Directions → Transcribe the records that follow, preserving every word.

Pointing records
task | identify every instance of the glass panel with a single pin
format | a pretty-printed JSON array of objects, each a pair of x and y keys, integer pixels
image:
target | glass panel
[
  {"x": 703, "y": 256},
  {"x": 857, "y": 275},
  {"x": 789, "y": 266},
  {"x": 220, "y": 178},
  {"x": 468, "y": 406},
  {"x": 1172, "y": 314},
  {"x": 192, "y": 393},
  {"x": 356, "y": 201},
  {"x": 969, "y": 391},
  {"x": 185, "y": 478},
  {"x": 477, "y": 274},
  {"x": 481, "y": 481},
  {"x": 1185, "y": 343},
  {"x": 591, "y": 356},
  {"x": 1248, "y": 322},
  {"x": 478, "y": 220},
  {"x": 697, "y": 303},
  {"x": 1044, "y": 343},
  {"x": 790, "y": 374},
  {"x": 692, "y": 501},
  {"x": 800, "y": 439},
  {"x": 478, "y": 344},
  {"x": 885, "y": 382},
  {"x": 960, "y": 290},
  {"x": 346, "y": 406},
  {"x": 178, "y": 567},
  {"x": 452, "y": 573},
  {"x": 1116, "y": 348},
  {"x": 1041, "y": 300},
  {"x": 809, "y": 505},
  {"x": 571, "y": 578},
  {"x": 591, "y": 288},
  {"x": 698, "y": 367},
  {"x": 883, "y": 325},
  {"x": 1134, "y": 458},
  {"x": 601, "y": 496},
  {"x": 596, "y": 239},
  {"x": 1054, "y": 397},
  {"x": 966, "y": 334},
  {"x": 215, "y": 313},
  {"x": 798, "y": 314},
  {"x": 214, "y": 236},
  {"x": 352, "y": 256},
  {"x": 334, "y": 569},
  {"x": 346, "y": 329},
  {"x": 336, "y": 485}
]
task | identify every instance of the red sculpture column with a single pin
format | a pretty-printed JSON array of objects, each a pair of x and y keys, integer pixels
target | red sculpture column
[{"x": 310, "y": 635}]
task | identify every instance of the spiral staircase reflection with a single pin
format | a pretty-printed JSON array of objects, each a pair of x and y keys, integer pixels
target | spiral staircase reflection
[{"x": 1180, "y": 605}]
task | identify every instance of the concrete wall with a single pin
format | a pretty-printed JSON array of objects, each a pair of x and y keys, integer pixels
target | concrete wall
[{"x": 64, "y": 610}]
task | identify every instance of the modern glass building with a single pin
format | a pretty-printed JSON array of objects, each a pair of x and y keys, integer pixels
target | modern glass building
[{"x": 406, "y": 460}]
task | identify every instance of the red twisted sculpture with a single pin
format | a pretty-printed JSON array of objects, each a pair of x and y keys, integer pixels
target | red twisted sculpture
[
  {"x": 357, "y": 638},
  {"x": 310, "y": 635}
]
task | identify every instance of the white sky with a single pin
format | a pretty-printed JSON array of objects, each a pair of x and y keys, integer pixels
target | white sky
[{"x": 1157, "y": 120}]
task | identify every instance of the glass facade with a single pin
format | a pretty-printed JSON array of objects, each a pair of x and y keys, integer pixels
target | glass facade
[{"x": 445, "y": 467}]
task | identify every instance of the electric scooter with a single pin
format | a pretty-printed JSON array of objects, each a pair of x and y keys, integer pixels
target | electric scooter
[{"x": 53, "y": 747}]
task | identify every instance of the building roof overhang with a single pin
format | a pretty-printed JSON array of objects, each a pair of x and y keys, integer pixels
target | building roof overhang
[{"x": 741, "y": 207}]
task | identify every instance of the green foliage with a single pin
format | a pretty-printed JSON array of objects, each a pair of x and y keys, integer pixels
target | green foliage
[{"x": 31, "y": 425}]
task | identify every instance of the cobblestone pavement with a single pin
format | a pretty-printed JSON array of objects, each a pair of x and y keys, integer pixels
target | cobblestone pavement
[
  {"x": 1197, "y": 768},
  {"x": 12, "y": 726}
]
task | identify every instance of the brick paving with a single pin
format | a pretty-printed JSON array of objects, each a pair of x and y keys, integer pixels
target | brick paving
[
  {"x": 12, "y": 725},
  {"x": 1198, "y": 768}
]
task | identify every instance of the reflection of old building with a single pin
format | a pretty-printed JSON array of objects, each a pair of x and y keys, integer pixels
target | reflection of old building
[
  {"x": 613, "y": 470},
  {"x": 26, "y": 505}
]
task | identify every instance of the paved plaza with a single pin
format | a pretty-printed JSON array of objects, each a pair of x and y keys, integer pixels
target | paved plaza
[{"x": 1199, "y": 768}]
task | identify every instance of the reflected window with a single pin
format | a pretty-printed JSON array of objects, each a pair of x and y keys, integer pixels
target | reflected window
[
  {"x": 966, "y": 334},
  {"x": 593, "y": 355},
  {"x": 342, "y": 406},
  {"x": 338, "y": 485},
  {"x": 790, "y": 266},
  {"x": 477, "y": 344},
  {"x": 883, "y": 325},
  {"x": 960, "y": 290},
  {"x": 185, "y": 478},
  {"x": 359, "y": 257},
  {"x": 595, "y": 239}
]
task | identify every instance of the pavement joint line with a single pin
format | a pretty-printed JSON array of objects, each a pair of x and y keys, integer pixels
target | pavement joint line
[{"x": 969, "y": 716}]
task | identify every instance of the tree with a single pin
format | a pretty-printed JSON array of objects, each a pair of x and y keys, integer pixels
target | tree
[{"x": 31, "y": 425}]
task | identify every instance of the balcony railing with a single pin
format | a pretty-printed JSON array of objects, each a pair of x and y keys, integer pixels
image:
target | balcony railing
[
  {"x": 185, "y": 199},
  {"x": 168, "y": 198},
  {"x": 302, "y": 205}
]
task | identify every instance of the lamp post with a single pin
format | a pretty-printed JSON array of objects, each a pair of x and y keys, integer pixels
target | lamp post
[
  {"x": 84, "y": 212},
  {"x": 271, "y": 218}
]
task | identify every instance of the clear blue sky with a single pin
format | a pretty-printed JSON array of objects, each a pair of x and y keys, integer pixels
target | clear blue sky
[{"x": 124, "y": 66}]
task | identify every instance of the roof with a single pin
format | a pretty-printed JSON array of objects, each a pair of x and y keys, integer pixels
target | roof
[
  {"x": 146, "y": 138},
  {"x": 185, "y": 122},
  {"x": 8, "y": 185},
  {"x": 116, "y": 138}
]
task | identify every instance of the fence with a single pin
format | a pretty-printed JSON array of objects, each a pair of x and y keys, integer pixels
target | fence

Response below →
task | identify every instance of the glass panel with a single pin
format | a pretty-printed JSON array of objects, each a pair of x and y keys, integer pixels
image:
target | glass panel
[
  {"x": 703, "y": 256},
  {"x": 857, "y": 275},
  {"x": 789, "y": 266},
  {"x": 220, "y": 178},
  {"x": 468, "y": 406},
  {"x": 1172, "y": 314},
  {"x": 192, "y": 393},
  {"x": 356, "y": 201},
  {"x": 969, "y": 391},
  {"x": 185, "y": 478},
  {"x": 477, "y": 274},
  {"x": 481, "y": 481},
  {"x": 1185, "y": 343},
  {"x": 591, "y": 356},
  {"x": 1248, "y": 322},
  {"x": 478, "y": 220},
  {"x": 697, "y": 303},
  {"x": 1044, "y": 343},
  {"x": 790, "y": 374},
  {"x": 692, "y": 501},
  {"x": 800, "y": 439},
  {"x": 478, "y": 344},
  {"x": 885, "y": 382},
  {"x": 960, "y": 290},
  {"x": 346, "y": 406},
  {"x": 178, "y": 567},
  {"x": 452, "y": 573},
  {"x": 1116, "y": 348},
  {"x": 1041, "y": 300},
  {"x": 809, "y": 505},
  {"x": 571, "y": 578},
  {"x": 591, "y": 288},
  {"x": 698, "y": 367},
  {"x": 883, "y": 325},
  {"x": 1134, "y": 458},
  {"x": 601, "y": 496},
  {"x": 596, "y": 239},
  {"x": 1054, "y": 397},
  {"x": 966, "y": 334},
  {"x": 215, "y": 313},
  {"x": 798, "y": 314},
  {"x": 214, "y": 236},
  {"x": 352, "y": 256},
  {"x": 334, "y": 569},
  {"x": 346, "y": 329},
  {"x": 336, "y": 485}
]
task | identify every instance of the red sculpture column with a single pin
format | a pretty-printed JSON array of objects, each a pair of x and y keys, integer pixels
target | red sculpture column
[{"x": 310, "y": 635}]
task | identify every instance of the spiral staircase reflection with a single pin
format | a pretty-printed JSON array of objects, each a pair of x and y keys, integer pixels
target | spiral staircase reflection
[{"x": 1180, "y": 605}]
task | identify every instance of the concrete wall with a single pin
format | a pretty-printed JSON array of objects, each a pair of x and y keys, integer pixels
target | concrete wall
[{"x": 64, "y": 610}]
task | identify every instance of the modern glass building with a single pin
format | a pretty-printed JSON array of objects, each a pair of x and y keys, integer pixels
target | modern glass building
[{"x": 406, "y": 460}]
task | identify every instance of the red twisted sculpture with a single pin
format | a pretty-printed JSON array of objects, each a pair of x and y keys, integer pixels
target | red twisted sculpture
[
  {"x": 357, "y": 638},
  {"x": 310, "y": 635}
]
task | identify every instance of the white sky with a single pin
format | a pretty-printed JSON array of objects, each a pair of x and y keys, integer pixels
target | white sky
[{"x": 1157, "y": 120}]
task | identify every instance of the glass facade with a single pin
format | a pretty-printed JSON array of objects, each a pair of x and y keys, integer pixels
target | glass facade
[{"x": 445, "y": 467}]
task | identify every instance of the electric scooter with a single pin
format | a pretty-printed JSON array of objects, each a pair of x and y keys, integer pixels
target | electric scooter
[{"x": 53, "y": 747}]
task | identify every instance of the building roof overhang with a single pin
format | a pretty-printed JSON array of objects, each a pair of x and y keys, integer pixels
target | building roof overhang
[{"x": 741, "y": 207}]
task | identify every instance of the green foliage with a single pin
format | a pretty-printed JSON array of objects, each a pair of x and y keys, integer pixels
target | green foliage
[{"x": 31, "y": 425}]
task | identify every instance of the cobblestone pavement with a single pin
format | a pretty-printed JSON array of objects, each a pair of x and y keys, integer pixels
target | cobblestone pavement
[
  {"x": 1197, "y": 768},
  {"x": 12, "y": 726}
]
task | identify every instance of the brick paving with a single pin
format | a pretty-printed JSON array of objects, each a pair of x and y keys, integer pixels
target | brick paving
[
  {"x": 12, "y": 725},
  {"x": 1198, "y": 768}
]
task | identify every instance of the reflection of old building with a single pin
format | a pretty-printed JSON array of objects, each a pair of x and y keys, integer pixels
target | reflection of old building
[
  {"x": 613, "y": 470},
  {"x": 26, "y": 505}
]
task | identify every instance of the paved plaza with a single pin
format | a pretty-printed JSON array of objects, each a pair of x and y keys, integer pixels
target | paved plaza
[{"x": 1199, "y": 768}]
task | identify every instance of the reflected window with a single pin
format | a pretty-printed JSON array of objects, each a pair of x and y keys, integer pixels
target | reflected window
[
  {"x": 966, "y": 334},
  {"x": 593, "y": 355},
  {"x": 342, "y": 406},
  {"x": 338, "y": 485},
  {"x": 790, "y": 266},
  {"x": 477, "y": 344},
  {"x": 883, "y": 325},
  {"x": 960, "y": 290},
  {"x": 185, "y": 478},
  {"x": 359, "y": 257},
  {"x": 595, "y": 239}
]
task | identify every instance of the pavement joint line with a single pin
format | a pretty-printed JSON array of objects, each a pair of x and y keys, integer pixels
target | pavement joint line
[{"x": 969, "y": 716}]
task | identify every instance of the tree with a single pin
format | a pretty-printed JSON array of objects, each a pair of x and y keys, integer pixels
target | tree
[{"x": 31, "y": 425}]
task | identify every instance of the balcony railing with a single pin
format | a pretty-printed JSON array of objects, each a pair of x and y keys, integer pixels
image:
target | balcony railing
[
  {"x": 185, "y": 199},
  {"x": 168, "y": 198},
  {"x": 302, "y": 205}
]
task | identify every instance of the lamp post with a single pin
format | a pretty-printed JSON array of objects, each a pair of x and y keys, integer pixels
target | lamp post
[
  {"x": 84, "y": 212},
  {"x": 271, "y": 218}
]
task | identify every instance of the clear blue sky with a single pin
format | a pretty-printed JSON array of objects, each a pair of x and y keys, integer pixels
target | clear blue sky
[{"x": 124, "y": 66}]
task | identify every instance of the roof with a single pin
format | a pretty-printed JSON array of objects, each a pair of x and y keys, integer pixels
target | roof
[
  {"x": 146, "y": 138},
  {"x": 185, "y": 122},
  {"x": 8, "y": 185},
  {"x": 116, "y": 138}
]
task | identify every instance of the fence with a single pin
format | a pretty-printed JSON array of objects, each a pair of x and y keys, integer pixels
target | fence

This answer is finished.